-- EXTRACTED TEXT follows --
No. 18, 22, 13, 25, 7, 11, 17
- Positions: Halfback, defensive back

Personal information
- Born: April 24, 1918 Salt Lake City, Utah, U.S.
- Died: February 9, 2002 (aged 83) Palm Springs, California, U.S.
- Listed height: 5 ft 11 in (1.80 m)
- Listed weight: 189 lb (86 kg)

Career information
- High school: South High School (Utah)
- College: Utah (1936-1939)
- NFL draft: 1940: undrafted

Career history
- Cleveland Rams (1940); Hollywood Bears (1942); Los Angeles Bulldogs (1943); Los Angeles Wildcats (1944); Cleveland / Los Angeles Rams (1945–1949); Chicago Cardinals (1950); San Francisco 49ers (1950);

Awards and highlights
- NFL champion (1945); Second-team All-Pro (1945);

Career NFL statistics
- Rushing yards: 1,664
- Rushing average: 4.9
- Receptions: 56
- Receiving yards: 529
- Interceptions: 13
- Total touchdowns: 24
- Stats at Pro Football Reference
- Executive profile at Pro Football Reference

= Fred Gehrke =

American football player and executive (1918–2002)

Clarence Fred Gehrke (/ˈgəːrki/ GUR-kee; April 24, 1918 – February 9, 2002) was an American professional football player and executive. He played in the National Football League (NFL) for the Cleveland / Los Angeles Rams, San Francisco 49ers and Chicago Cardinals from 1940 through 1950. To boost team morale, Gehrke designed and painted the Los Angeles Rams logo in 1948, which was the first painted on the helmets of an NFL team. He later served as the general manager of the Denver Broncos from 1977 through 1981. He is the great-grandfather of Milwaukee Brewers left fielder and 2018 NL MVP Christian Yelich.

==Biography==

===Early life and college===
Gehrke was born and raised in Salt Lake City. As a youth, he sneaked into Utah Utes football games. He there developed a love for the sport. He attended South High School where he participated in swimming, track and field, and football. He graduated from high school in 1935 and then attended the University of Utah, where he majored in art. At Utah, he started at running back on offense and left cornerback on defense. He also returned punts and kickoffs.
-- EXTRACTED TEXT concluded --
-- DATASET EXCERPTS follows --
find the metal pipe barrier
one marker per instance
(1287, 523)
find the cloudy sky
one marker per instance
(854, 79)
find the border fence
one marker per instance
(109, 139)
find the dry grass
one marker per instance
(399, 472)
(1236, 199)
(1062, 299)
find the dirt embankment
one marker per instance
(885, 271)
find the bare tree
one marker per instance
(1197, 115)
-- DATASET EXCERPTS concluded --
TASK TO COMPLETE —
Reproduce the entire Fred Gehrke text above word for word.

EXERCISE RESPONSE —
No. 18, 22, 13, 25, 7, 11, 17
- Positions: Halfback, defensive back

Personal information
- Born: April 24, 1918 Salt Lake City, Utah, U.S.
- Died: February 9, 2002 (aged 83) Palm Springs, California, U.S.
- Listed height: 5 ft 11 in (1.80 m)
- Listed weight: 189 lb (86 kg)

Career information
- High school: South High School (Utah)
- College: Utah (1936-1939)
- NFL draft: 1940: undrafted

Career history
- Cleveland Rams (1940); Hollywood Bears (1942); Los Angeles Bulldogs (1943); Los Angeles Wildcats (1944); Cleveland / Los Angeles Rams (1945–1949); Chicago Cardinals (1950); San Francisco 49ers (1950);

Awards and highlights
- NFL champion (1945); Second-team All-Pro (1945);

Career NFL statistics
- Rushing yards: 1,664
- Rushing average: 4.9
- Receptions: 56
- Receiving yards: 529
- Interceptions: 13
- Total touchdowns: 24
- Stats at Pro Football Reference
- Executive profile at Pro Football Reference

= Fred Gehrke =

American football player and executive (1918–2002)

Clarence Fred Gehrke (/ˈgəːrki/ GUR-kee; April 24, 1918 – February 9, 2002) was an American professional football player and executive. He played in the National Football League (NFL) for the Cleveland / Los Angeles Rams, San Francisco 49ers and Chicago Cardinals from 1940 through 1950. To boost team morale, Gehrke designed and painted the Los Angeles Rams logo in 1948, which was the first painted on the helmets of an NFL team. He later served as the general manager of the Denver Broncos from 1977 through 1981. He is the great-grandfather of Milwaukee Brewers left fielder and 2018 NL MVP Christian Yelich.

==Biography==

===Early life and college===
Gehrke was born and raised in Salt Lake City. As a youth, he sneaked into Utah Utes football games. He there developed a love for the sport. He attended South High School where he participated in swimming, track and field, and football. He graduated from high school in 1935 and then attended the University of Utah, where he majored in art. At Utah, he started at running back on offense and left cornerback on defense. He also returned punts and kickoffs.